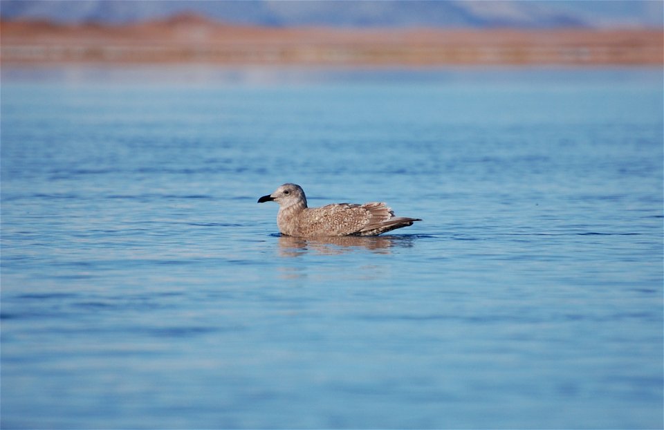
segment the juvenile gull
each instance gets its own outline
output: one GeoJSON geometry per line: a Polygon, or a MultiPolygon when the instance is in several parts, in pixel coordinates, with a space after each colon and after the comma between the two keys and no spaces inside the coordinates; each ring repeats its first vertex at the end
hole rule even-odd
{"type": "Polygon", "coordinates": [[[390,208],[378,202],[307,207],[304,191],[295,184],[284,184],[258,199],[259,203],[269,201],[279,203],[277,225],[282,234],[288,236],[376,236],[422,221],[394,216],[390,208]]]}

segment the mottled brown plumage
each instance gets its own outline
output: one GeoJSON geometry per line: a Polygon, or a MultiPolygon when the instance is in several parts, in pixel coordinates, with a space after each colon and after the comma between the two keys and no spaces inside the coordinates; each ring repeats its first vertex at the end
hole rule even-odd
{"type": "Polygon", "coordinates": [[[389,207],[378,202],[307,207],[304,191],[295,184],[284,184],[258,200],[266,201],[279,203],[277,225],[282,234],[299,237],[376,236],[422,221],[394,216],[389,207]]]}

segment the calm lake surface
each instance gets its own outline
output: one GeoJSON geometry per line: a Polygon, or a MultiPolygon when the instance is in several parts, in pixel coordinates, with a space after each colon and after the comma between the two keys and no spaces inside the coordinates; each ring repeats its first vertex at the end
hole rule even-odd
{"type": "Polygon", "coordinates": [[[1,83],[3,429],[664,425],[661,69],[1,83]]]}

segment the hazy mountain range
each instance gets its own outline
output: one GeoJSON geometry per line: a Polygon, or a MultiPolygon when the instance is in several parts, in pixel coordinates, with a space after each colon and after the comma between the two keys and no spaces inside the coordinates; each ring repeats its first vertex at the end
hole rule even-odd
{"type": "Polygon", "coordinates": [[[116,24],[194,12],[220,21],[271,26],[661,28],[663,5],[661,0],[1,0],[0,17],[116,24]]]}

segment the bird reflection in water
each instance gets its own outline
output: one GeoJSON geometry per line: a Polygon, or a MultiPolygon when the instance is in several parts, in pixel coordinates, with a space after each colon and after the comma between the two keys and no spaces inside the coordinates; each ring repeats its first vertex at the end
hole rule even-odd
{"type": "Polygon", "coordinates": [[[320,238],[279,238],[279,254],[299,256],[306,252],[335,255],[369,251],[375,254],[390,254],[394,247],[412,246],[412,238],[407,236],[341,236],[320,238]]]}

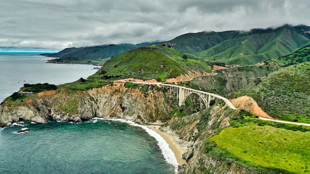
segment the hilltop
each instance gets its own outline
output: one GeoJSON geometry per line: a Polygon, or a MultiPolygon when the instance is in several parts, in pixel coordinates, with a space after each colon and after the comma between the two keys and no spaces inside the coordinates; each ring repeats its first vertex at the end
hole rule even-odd
{"type": "Polygon", "coordinates": [[[310,43],[310,27],[286,24],[249,31],[202,32],[158,42],[210,62],[254,64],[286,55],[310,43]]]}
{"type": "Polygon", "coordinates": [[[104,63],[111,57],[134,47],[110,45],[79,48],[66,49],[59,53],[47,55],[60,57],[50,60],[49,63],[98,64],[104,63]]]}
{"type": "Polygon", "coordinates": [[[287,67],[310,62],[310,44],[303,46],[286,55],[264,61],[267,64],[287,67]]]}
{"type": "Polygon", "coordinates": [[[164,46],[148,46],[114,56],[88,79],[154,79],[164,81],[181,76],[187,78],[211,72],[205,62],[193,56],[164,46]]]}
{"type": "MultiPolygon", "coordinates": [[[[246,65],[286,55],[310,44],[309,39],[310,27],[287,24],[276,28],[188,33],[156,44],[194,55],[210,62],[246,65]]],[[[42,55],[58,58],[49,63],[103,64],[119,53],[148,44],[151,45],[144,42],[73,47],[42,55]]]]}
{"type": "MultiPolygon", "coordinates": [[[[305,28],[310,31],[310,28],[305,28]]],[[[194,54],[210,62],[253,64],[286,55],[310,43],[294,27],[284,26],[262,33],[252,34],[219,43],[194,54]]]]}
{"type": "Polygon", "coordinates": [[[291,65],[257,79],[229,97],[245,95],[273,118],[310,123],[310,63],[291,65]]]}

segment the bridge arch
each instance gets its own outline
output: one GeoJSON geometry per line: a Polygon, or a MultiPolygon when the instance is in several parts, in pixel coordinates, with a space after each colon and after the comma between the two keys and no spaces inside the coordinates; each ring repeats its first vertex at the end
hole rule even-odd
{"type": "Polygon", "coordinates": [[[187,94],[184,97],[184,99],[183,99],[183,101],[182,101],[182,105],[185,105],[185,101],[186,100],[186,98],[187,98],[187,97],[189,96],[190,95],[193,93],[195,93],[198,94],[198,95],[199,96],[200,98],[202,99],[202,101],[203,101],[204,103],[205,103],[205,105],[206,105],[206,108],[209,107],[209,103],[208,103],[206,98],[204,96],[202,95],[201,94],[195,91],[191,91],[189,93],[187,94]]]}

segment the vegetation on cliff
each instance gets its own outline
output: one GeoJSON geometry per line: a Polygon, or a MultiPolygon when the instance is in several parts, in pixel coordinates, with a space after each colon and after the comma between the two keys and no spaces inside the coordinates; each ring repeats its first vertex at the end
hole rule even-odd
{"type": "Polygon", "coordinates": [[[194,54],[208,61],[250,65],[286,55],[309,43],[293,27],[284,26],[227,41],[194,54]]]}
{"type": "Polygon", "coordinates": [[[310,45],[303,46],[286,55],[264,61],[268,64],[280,65],[287,67],[292,65],[310,62],[310,45]]]}
{"type": "Polygon", "coordinates": [[[164,81],[192,70],[210,72],[205,63],[172,48],[162,46],[146,46],[131,50],[114,56],[106,63],[91,80],[129,78],[164,81]],[[186,55],[186,56],[184,56],[186,55]]]}
{"type": "Polygon", "coordinates": [[[197,77],[178,85],[224,96],[266,76],[279,67],[262,65],[232,67],[214,71],[217,74],[197,77]]]}
{"type": "Polygon", "coordinates": [[[247,95],[270,116],[310,123],[310,63],[292,65],[257,79],[229,96],[247,95]]]}
{"type": "Polygon", "coordinates": [[[224,129],[210,140],[254,165],[301,173],[309,171],[309,132],[249,125],[224,129]]]}

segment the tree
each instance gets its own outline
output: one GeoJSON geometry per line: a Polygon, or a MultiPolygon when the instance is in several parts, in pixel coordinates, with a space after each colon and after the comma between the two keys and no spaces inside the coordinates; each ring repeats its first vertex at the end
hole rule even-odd
{"type": "Polygon", "coordinates": [[[182,56],[182,58],[184,59],[187,59],[188,57],[187,57],[187,55],[186,54],[184,54],[182,56]]]}
{"type": "Polygon", "coordinates": [[[215,104],[215,100],[211,100],[210,101],[210,102],[209,103],[209,106],[211,106],[214,105],[214,104],[215,104]]]}

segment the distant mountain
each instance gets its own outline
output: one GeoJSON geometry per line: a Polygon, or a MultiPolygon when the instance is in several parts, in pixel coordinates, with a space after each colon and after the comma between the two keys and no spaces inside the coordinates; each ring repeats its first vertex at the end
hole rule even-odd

· · · ·

Challenge: Reproduce the full listing faithfully, but do not carry over any pictures.

Response:
segment the juvenile gull
each instance gets its own outline
output: one GeoJSON geometry per line: a Polygon, or a MultiPolygon when the instance is in several parts, in pixel coordinates, with a space after each colon and after the comma between the two keys and no spaces inside the coordinates; each ring repeats its first vertex at the end
hole rule even-odd
{"type": "Polygon", "coordinates": [[[390,208],[378,202],[307,207],[304,191],[295,184],[284,184],[258,199],[259,203],[269,201],[279,203],[277,225],[282,234],[288,236],[376,236],[422,221],[394,216],[390,208]]]}

segment the mottled brown plumage
each instance gets its own outline
output: one GeoJSON geometry per line: a Polygon, or a MultiPolygon when the instance is in several parts, in pixel coordinates, with a space after each colon and after the comma between the two keys and no spaces inside the coordinates; each ring repeats its first vertex at the end
hole rule even-odd
{"type": "Polygon", "coordinates": [[[389,207],[378,202],[307,207],[304,191],[295,184],[284,184],[258,200],[266,201],[279,203],[277,225],[282,234],[299,237],[376,236],[422,221],[394,216],[389,207]]]}

segment the calm lake surface
each instance gets its own outline
output: one GeoJSON geometry per line: a Polygon, or a MultiPolygon when the instance is in several parts, in pixel coordinates, with a space after each colon and after the comma between the two keys and no spaces inside the coordinates; each ring repeats its first vertex at the end
hole rule even-odd
{"type": "Polygon", "coordinates": [[[1,83],[3,429],[664,425],[661,69],[1,83]]]}

segment the hazy mountain range
each instance gets its own outline
output: one GeoJSON geometry per line: a Polygon, or a MultiPolygon when the instance is in several parts, in pixel coordinates, with a space after each colon and after the comma between the two keys and no spaces inside the coordinates; each ring repeats its first vertex at the end
hole rule even-odd
{"type": "Polygon", "coordinates": [[[116,24],[194,12],[220,21],[271,26],[661,28],[663,5],[661,0],[1,0],[0,17],[116,24]]]}

segment the bird reflection in water
each instance gets its own outline
output: one GeoJSON geometry per line: a Polygon, or a MultiPolygon when the instance is in several parts, in pixel coordinates, with a space after each colon and after the comma between the two keys and no spaces inside the coordinates; each ring repeats its first vertex at the end
hole rule even-odd
{"type": "Polygon", "coordinates": [[[320,238],[279,238],[279,254],[299,256],[306,252],[335,255],[369,251],[375,254],[390,254],[394,247],[412,246],[412,238],[407,236],[341,236],[320,238]]]}

segment the hilltop
each instance gets its own outline
output: one GeoJSON geometry per line: a Polygon, or a MultiPolygon when the instance is in several parts, in pixel coordinates, with a space after each colon and after the comma between the two keys and no spaces inside the coordinates; each ring repeats its first vertex at the end
hole rule even-odd
{"type": "Polygon", "coordinates": [[[310,43],[310,27],[286,24],[249,31],[202,32],[158,42],[210,62],[254,64],[286,55],[310,43]]]}
{"type": "Polygon", "coordinates": [[[104,63],[111,57],[134,47],[110,45],[79,48],[66,49],[59,53],[47,55],[60,57],[50,60],[49,63],[98,64],[104,63]]]}
{"type": "Polygon", "coordinates": [[[287,67],[310,62],[310,44],[303,46],[286,55],[264,61],[267,64],[287,67]]]}
{"type": "Polygon", "coordinates": [[[164,46],[148,46],[114,56],[88,79],[154,79],[164,81],[181,76],[187,78],[211,72],[205,62],[193,56],[164,46]]]}
{"type": "MultiPolygon", "coordinates": [[[[246,65],[286,55],[310,44],[309,39],[310,27],[287,24],[276,28],[188,33],[156,44],[194,55],[210,62],[246,65]]],[[[42,55],[58,58],[49,63],[103,64],[119,53],[148,44],[151,45],[144,42],[73,47],[42,55]]]]}
{"type": "MultiPolygon", "coordinates": [[[[305,28],[310,31],[310,28],[305,28]]],[[[194,54],[210,62],[253,64],[286,55],[310,43],[294,27],[284,26],[262,33],[252,34],[219,43],[194,54]]]]}
{"type": "Polygon", "coordinates": [[[291,65],[257,79],[229,97],[245,95],[273,118],[310,123],[310,63],[291,65]]]}

segment the bridge arch
each instance gets its own outline
output: one GeoJSON geometry per line: a Polygon, or a MultiPolygon when the instance is in several parts, in pixel coordinates, with a space after each colon and after the comma between the two keys and no spaces inside the coordinates; each ring repeats its first vertex at the end
hole rule even-odd
{"type": "Polygon", "coordinates": [[[187,94],[184,97],[184,99],[183,99],[183,101],[182,101],[182,105],[185,105],[185,101],[186,100],[186,98],[187,98],[187,97],[189,96],[190,95],[193,93],[195,93],[198,94],[198,95],[199,96],[200,98],[202,99],[202,101],[203,101],[204,103],[205,103],[205,105],[206,105],[206,108],[209,107],[209,103],[208,103],[206,98],[204,96],[202,95],[201,94],[195,91],[191,91],[189,93],[187,94]]]}

segment the vegetation on cliff
each instance gets its own outline
output: one GeoJSON geometry per line: a Polygon, or a MultiPolygon when the instance is in several parts, in pixel coordinates, with a space after each colon and after the comma between the two keys and no spaces inside the coordinates; each ring repeats its first vertex at the end
hole rule even-odd
{"type": "Polygon", "coordinates": [[[194,54],[208,61],[250,65],[286,55],[309,43],[293,27],[284,26],[227,41],[194,54]]]}
{"type": "Polygon", "coordinates": [[[310,45],[303,46],[286,55],[264,61],[268,64],[280,65],[287,67],[292,65],[310,62],[310,45]]]}
{"type": "Polygon", "coordinates": [[[164,81],[192,70],[210,72],[205,63],[172,48],[162,46],[146,46],[131,50],[114,56],[106,63],[91,80],[129,78],[164,81]],[[186,55],[186,56],[184,56],[186,55]]]}
{"type": "Polygon", "coordinates": [[[197,77],[178,85],[224,96],[266,76],[279,67],[262,65],[232,67],[214,71],[217,74],[197,77]]]}
{"type": "Polygon", "coordinates": [[[247,95],[270,116],[310,123],[310,63],[292,65],[257,79],[229,96],[247,95]]]}
{"type": "Polygon", "coordinates": [[[224,129],[210,140],[254,165],[301,173],[309,171],[309,132],[249,125],[224,129]]]}

segment the tree
each instance gets its own outline
output: one GeoJSON geometry per line: a Polygon, or a MultiPolygon when the instance is in several parts, in pixel coordinates, with a space after each colon and after the comma between the two keys and no spaces inside the coordinates; each ring repeats its first vertex at the end
hole rule even-odd
{"type": "Polygon", "coordinates": [[[182,56],[182,58],[184,59],[187,59],[188,57],[187,57],[187,55],[186,54],[184,54],[182,56]]]}
{"type": "Polygon", "coordinates": [[[215,104],[215,100],[211,100],[210,101],[210,102],[209,103],[209,106],[211,106],[214,105],[214,104],[215,104]]]}

segment the distant mountain
each instance gets its own outline
output: one GeoJSON geometry per line: a Polygon, or a MultiPolygon when the instance is in several parts, in pixel coordinates, with a space after each colon and after the comma between the two keys and no spaces inside the coordinates; each ring repeats its first vertex at the end
hole rule even-odd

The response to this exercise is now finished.